» **What the exercise asks**:
Exact reproduction of all the data is needed.

========================================================================

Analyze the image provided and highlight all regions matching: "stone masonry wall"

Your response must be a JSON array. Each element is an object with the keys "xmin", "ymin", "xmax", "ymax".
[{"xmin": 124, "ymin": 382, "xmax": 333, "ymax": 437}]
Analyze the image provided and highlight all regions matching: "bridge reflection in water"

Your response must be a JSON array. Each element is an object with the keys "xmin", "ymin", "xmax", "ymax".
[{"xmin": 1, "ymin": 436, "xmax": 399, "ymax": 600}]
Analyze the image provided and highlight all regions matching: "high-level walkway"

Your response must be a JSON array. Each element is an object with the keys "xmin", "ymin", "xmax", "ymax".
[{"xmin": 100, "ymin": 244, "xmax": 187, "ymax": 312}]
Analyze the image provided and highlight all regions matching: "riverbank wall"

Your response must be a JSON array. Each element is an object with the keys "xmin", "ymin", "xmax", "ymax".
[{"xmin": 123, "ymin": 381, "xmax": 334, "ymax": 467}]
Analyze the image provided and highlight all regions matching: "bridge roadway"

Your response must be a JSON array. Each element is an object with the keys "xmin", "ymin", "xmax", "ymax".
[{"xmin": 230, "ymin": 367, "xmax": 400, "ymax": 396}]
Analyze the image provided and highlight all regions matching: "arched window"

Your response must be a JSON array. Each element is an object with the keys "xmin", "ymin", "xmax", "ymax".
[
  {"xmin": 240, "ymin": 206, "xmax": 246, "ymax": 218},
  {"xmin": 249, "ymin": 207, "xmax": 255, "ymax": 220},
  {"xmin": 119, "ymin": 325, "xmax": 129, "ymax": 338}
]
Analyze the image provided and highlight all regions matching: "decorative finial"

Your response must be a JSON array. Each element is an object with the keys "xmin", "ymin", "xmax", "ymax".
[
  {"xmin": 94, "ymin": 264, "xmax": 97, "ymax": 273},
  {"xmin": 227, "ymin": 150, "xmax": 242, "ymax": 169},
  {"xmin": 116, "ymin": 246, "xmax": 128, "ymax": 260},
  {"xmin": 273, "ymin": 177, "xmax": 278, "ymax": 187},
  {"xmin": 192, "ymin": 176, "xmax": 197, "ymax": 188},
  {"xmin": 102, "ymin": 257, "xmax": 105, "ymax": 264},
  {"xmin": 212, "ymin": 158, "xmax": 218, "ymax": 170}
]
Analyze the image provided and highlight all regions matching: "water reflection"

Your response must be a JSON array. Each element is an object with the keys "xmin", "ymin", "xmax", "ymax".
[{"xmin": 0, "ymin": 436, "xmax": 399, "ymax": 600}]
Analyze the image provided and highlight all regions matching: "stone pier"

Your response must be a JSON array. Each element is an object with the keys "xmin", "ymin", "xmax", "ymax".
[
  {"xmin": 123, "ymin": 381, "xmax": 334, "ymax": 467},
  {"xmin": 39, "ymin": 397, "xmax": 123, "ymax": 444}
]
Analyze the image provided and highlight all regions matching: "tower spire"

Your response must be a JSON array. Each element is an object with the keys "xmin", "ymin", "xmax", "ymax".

========================================================================

» **Problem solution**:
Analyze the image provided and highlight all regions matching: "stone masonry wall"

Your response must be a JSON array. Each element is an object with the keys "xmin", "ymin", "xmax", "ymax".
[{"xmin": 124, "ymin": 382, "xmax": 333, "ymax": 437}]
Analyze the image provided and highlight all regions matching: "bridge reflection in water"

Your response must be a JSON array. Each element is an object with the keys "xmin", "ymin", "xmax", "ymax".
[{"xmin": 1, "ymin": 436, "xmax": 399, "ymax": 600}]
Analyze the image provided and highlight all regions matching: "high-level walkway"

Your response must be a JSON array. Each element is an object with the keys "xmin", "ymin", "xmax", "ymax".
[{"xmin": 100, "ymin": 244, "xmax": 187, "ymax": 312}]
Analyze the image provided and highlight all regions matching: "riverbank wall"

Your response must be a JSON array. Each element is an object with the keys "xmin", "ymin", "xmax", "ymax".
[{"xmin": 123, "ymin": 381, "xmax": 334, "ymax": 467}]
Analyze the image provided and highlight all regions matching: "bridge roadway"

Your response must be a JSON array. Each element is an object with the keys "xmin", "ymin", "xmax", "ymax".
[{"xmin": 230, "ymin": 367, "xmax": 400, "ymax": 396}]
Analyze the image provided and highlight all regions matching: "arched window"

Your response must be a JSON array. Each element is an object with the keys "xmin", "ymin", "xmax", "ymax".
[
  {"xmin": 240, "ymin": 206, "xmax": 246, "ymax": 218},
  {"xmin": 249, "ymin": 207, "xmax": 255, "ymax": 220},
  {"xmin": 119, "ymin": 325, "xmax": 129, "ymax": 338}
]
Analyze the image provided and highlight all regions matching: "decorative finial"

Your response must be a JSON array. Each element is an object with the keys "xmin", "ymin", "xmax", "ymax".
[
  {"xmin": 94, "ymin": 264, "xmax": 97, "ymax": 273},
  {"xmin": 227, "ymin": 150, "xmax": 242, "ymax": 169},
  {"xmin": 116, "ymin": 246, "xmax": 128, "ymax": 260},
  {"xmin": 273, "ymin": 177, "xmax": 278, "ymax": 187},
  {"xmin": 192, "ymin": 176, "xmax": 197, "ymax": 188},
  {"xmin": 102, "ymin": 257, "xmax": 105, "ymax": 264},
  {"xmin": 212, "ymin": 158, "xmax": 218, "ymax": 170}
]
Analyze the image provided and highlight all regions matching: "water reflection"

Your response must be a JSON array. Each element is an object with the keys "xmin", "ymin", "xmax", "ymax".
[{"xmin": 0, "ymin": 436, "xmax": 399, "ymax": 600}]
Analyze the image provided and highlight all regions matching: "stone pier"

Your response must be a JSON array. Each element is an object with the keys "xmin", "ymin", "xmax", "ymax".
[
  {"xmin": 123, "ymin": 381, "xmax": 334, "ymax": 467},
  {"xmin": 39, "ymin": 397, "xmax": 123, "ymax": 444}
]
Analyze the image provided and highlight all regions matching: "tower spire"

Your response must be a JSON array. Each element is an object with the keys "xmin", "ymin", "xmax", "ymax".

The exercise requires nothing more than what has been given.